▶ [EXERCISE DETAILS]: The lines to reproduce from the material below are those from the one containing "positive clicks: (446, 60)" through the one containing "box: [0, 0, 640, 88]", both included; write them out exactly and add nothing.

▶ [RECORDS FOR THE EXERCISE]:
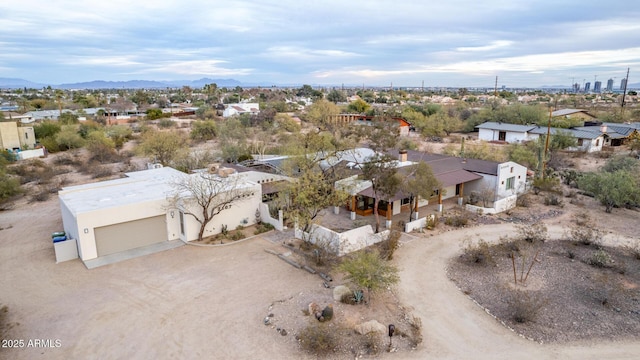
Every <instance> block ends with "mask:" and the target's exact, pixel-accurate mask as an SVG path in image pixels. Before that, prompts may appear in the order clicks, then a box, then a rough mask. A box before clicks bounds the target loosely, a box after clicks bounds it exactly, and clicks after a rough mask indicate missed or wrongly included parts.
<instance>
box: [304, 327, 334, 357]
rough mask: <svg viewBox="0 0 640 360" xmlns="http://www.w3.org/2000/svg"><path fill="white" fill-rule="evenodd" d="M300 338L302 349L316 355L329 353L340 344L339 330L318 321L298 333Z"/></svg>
mask: <svg viewBox="0 0 640 360" xmlns="http://www.w3.org/2000/svg"><path fill="white" fill-rule="evenodd" d="M314 321H315V320H314ZM298 340H299V343H300V346H301V347H302V349H304V350H305V351H307V352H309V353H311V354H313V355H316V356H326V355H329V354H330V353H333V352H334V351H335V350H336V349H337V348H338V346H339V345H340V335H339V332H338V331H335V329H333V328H331V327H329V326H328V325H327V324H322V323H317V322H314V323H311V324H309V325H308V326H307V327H306V328H304V329H302V331H300V333H299V334H298Z"/></svg>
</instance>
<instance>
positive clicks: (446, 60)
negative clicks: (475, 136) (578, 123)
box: [0, 0, 640, 88]
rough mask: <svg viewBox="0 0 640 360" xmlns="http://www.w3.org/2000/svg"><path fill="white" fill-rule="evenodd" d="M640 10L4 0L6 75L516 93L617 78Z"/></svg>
mask: <svg viewBox="0 0 640 360" xmlns="http://www.w3.org/2000/svg"><path fill="white" fill-rule="evenodd" d="M618 5H620V6H618ZM623 5H624V6H623ZM549 9H552V10H553V11H549ZM639 15H640V5H638V4H635V3H631V4H629V3H627V2H622V1H621V0H612V1H610V2H607V3H606V4H604V3H602V2H596V1H586V2H585V1H577V0H570V1H565V2H562V3H560V4H559V3H557V2H552V1H550V0H530V1H524V2H518V3H504V2H502V1H498V0H488V1H485V2H482V3H478V2H476V1H471V0H453V1H449V2H446V3H438V4H423V3H419V2H415V1H411V0H398V1H395V2H394V3H393V6H390V5H389V2H388V1H384V0H371V1H366V2H365V1H360V0H354V1H351V2H349V3H342V2H339V1H337V0H329V1H326V2H324V3H322V4H316V3H310V4H306V3H300V2H296V1H291V0H281V1H277V2H276V1H274V0H254V1H244V0H241V1H235V2H233V3H226V2H225V3H217V4H215V5H214V6H212V5H211V3H210V2H207V1H202V0H191V1H189V2H188V3H186V4H182V3H177V2H172V1H162V2H157V1H152V0H140V1H136V2H135V3H132V2H130V1H124V0H114V1H111V2H108V3H106V2H101V1H95V0H88V1H85V2H83V6H82V8H81V9H78V7H77V4H76V2H75V1H73V0H61V1H57V2H55V4H54V3H51V2H46V1H43V0H24V1H21V2H12V3H9V2H8V3H5V4H0V24H1V25H2V26H0V39H1V40H0V77H3V78H19V79H24V80H28V81H31V82H34V83H43V84H52V85H59V84H65V83H79V82H90V81H96V80H104V81H128V80H152V81H171V80H197V79H201V78H214V79H229V78H232V79H235V80H237V81H240V82H242V83H256V84H269V83H271V84H294V83H295V84H313V85H317V86H336V85H340V84H345V85H346V84H349V86H357V85H358V84H365V85H368V86H378V87H384V86H390V84H391V83H393V84H394V85H395V84H397V86H399V87H420V86H421V85H422V82H423V81H424V84H425V86H427V84H429V86H432V87H483V88H484V87H487V88H491V87H493V86H494V81H495V77H496V76H498V87H501V86H502V85H505V86H506V87H510V88H519V87H530V88H539V87H543V86H564V87H572V86H573V84H575V83H578V84H580V85H581V86H583V85H584V83H586V82H588V81H591V82H593V79H594V76H596V77H597V78H598V79H601V81H603V82H606V81H607V80H608V79H609V78H612V79H614V81H615V82H616V83H619V82H620V79H622V78H623V77H624V76H626V70H627V68H632V69H633V68H638V65H640V44H638V42H637V38H636V36H635V35H634V34H635V33H637V30H640V24H639V23H638V22H637V20H636V19H637V18H638V16H639ZM636 82H637V81H633V72H632V73H631V76H630V80H629V83H636ZM616 85H617V84H616Z"/></svg>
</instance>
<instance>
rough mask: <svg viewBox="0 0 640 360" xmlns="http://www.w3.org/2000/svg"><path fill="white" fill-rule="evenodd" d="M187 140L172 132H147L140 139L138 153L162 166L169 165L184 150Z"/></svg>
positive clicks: (168, 131) (180, 136) (175, 132)
mask: <svg viewBox="0 0 640 360" xmlns="http://www.w3.org/2000/svg"><path fill="white" fill-rule="evenodd" d="M187 146H188V142H187V139H186V138H185V136H183V135H182V134H181V133H178V132H173V131H149V132H147V133H146V134H145V135H143V137H142V142H141V143H140V145H138V148H137V149H138V151H139V152H140V153H141V154H142V155H145V156H149V157H151V158H153V159H154V160H156V161H159V162H160V163H161V164H162V165H165V166H166V165H169V164H170V163H171V161H172V160H173V159H174V157H176V155H177V154H178V153H179V152H180V151H181V150H186V148H187Z"/></svg>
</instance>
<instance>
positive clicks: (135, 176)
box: [59, 167, 261, 267]
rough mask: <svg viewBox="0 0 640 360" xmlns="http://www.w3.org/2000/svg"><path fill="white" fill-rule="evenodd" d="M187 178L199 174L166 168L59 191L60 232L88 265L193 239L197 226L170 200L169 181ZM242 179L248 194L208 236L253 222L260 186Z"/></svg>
mask: <svg viewBox="0 0 640 360" xmlns="http://www.w3.org/2000/svg"><path fill="white" fill-rule="evenodd" d="M225 170H226V169H225ZM225 173H226V174H228V172H225ZM189 176H202V174H198V173H196V174H185V173H182V172H180V171H178V170H175V169H172V168H169V167H164V168H157V169H150V170H143V171H137V172H130V173H126V177H125V178H121V179H115V180H108V181H102V182H97V183H91V184H85V185H78V186H70V187H65V188H64V189H62V190H61V191H60V192H59V199H60V208H61V213H62V223H63V226H64V231H65V232H66V233H67V235H68V236H69V237H70V238H73V239H76V240H77V246H78V254H79V256H80V258H81V259H82V261H83V262H84V263H85V264H86V265H87V267H93V266H95V265H92V264H95V263H96V262H99V261H100V259H101V258H104V257H105V256H109V255H112V254H117V253H122V252H127V251H129V250H133V249H147V248H154V249H158V250H163V249H166V248H171V247H174V246H175V244H178V245H179V244H181V243H182V241H192V240H196V239H197V238H198V231H199V229H200V224H199V223H197V222H196V220H195V219H194V218H193V217H191V216H189V215H185V214H183V212H182V211H180V209H177V208H173V207H172V206H171V201H170V200H169V199H170V197H171V195H172V194H174V193H175V188H174V186H173V184H174V183H175V182H176V181H180V180H181V179H182V180H184V179H185V178H186V177H189ZM209 176H217V175H215V174H213V175H209ZM228 176H242V174H237V173H235V174H230V175H228ZM241 180H242V181H241V183H240V184H241V185H240V186H241V187H242V188H243V189H244V190H246V191H248V192H249V193H250V196H247V197H246V198H243V199H241V200H239V201H237V202H234V203H233V204H232V205H231V206H230V207H229V208H228V209H225V210H224V211H223V212H221V213H220V214H219V215H217V216H216V217H214V219H213V220H212V221H211V222H210V223H209V225H208V226H207V228H206V231H205V235H206V236H209V235H214V234H217V233H220V231H221V227H222V225H223V224H224V225H226V226H227V227H228V228H229V229H234V228H236V227H237V226H238V225H241V224H242V225H251V224H254V223H255V221H256V211H257V210H258V206H259V204H260V203H261V189H260V185H259V184H257V183H255V182H253V181H249V180H246V179H244V178H241ZM184 199H188V196H186V197H184ZM185 206H188V205H185ZM179 240H182V241H179ZM136 251H139V250H136ZM156 251H157V250H156Z"/></svg>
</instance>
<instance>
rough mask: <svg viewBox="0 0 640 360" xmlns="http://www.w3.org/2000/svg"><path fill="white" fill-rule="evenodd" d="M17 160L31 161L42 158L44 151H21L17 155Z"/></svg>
mask: <svg viewBox="0 0 640 360" xmlns="http://www.w3.org/2000/svg"><path fill="white" fill-rule="evenodd" d="M17 156H18V160H24V159H31V158H34V157H40V156H44V149H35V150H22V151H20V152H18V153H17Z"/></svg>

▶ [SOLUTION TO THIS EXERCISE]:
positive clicks: (446, 60)
negative clicks: (475, 136) (578, 123)
box: [0, 0, 640, 88]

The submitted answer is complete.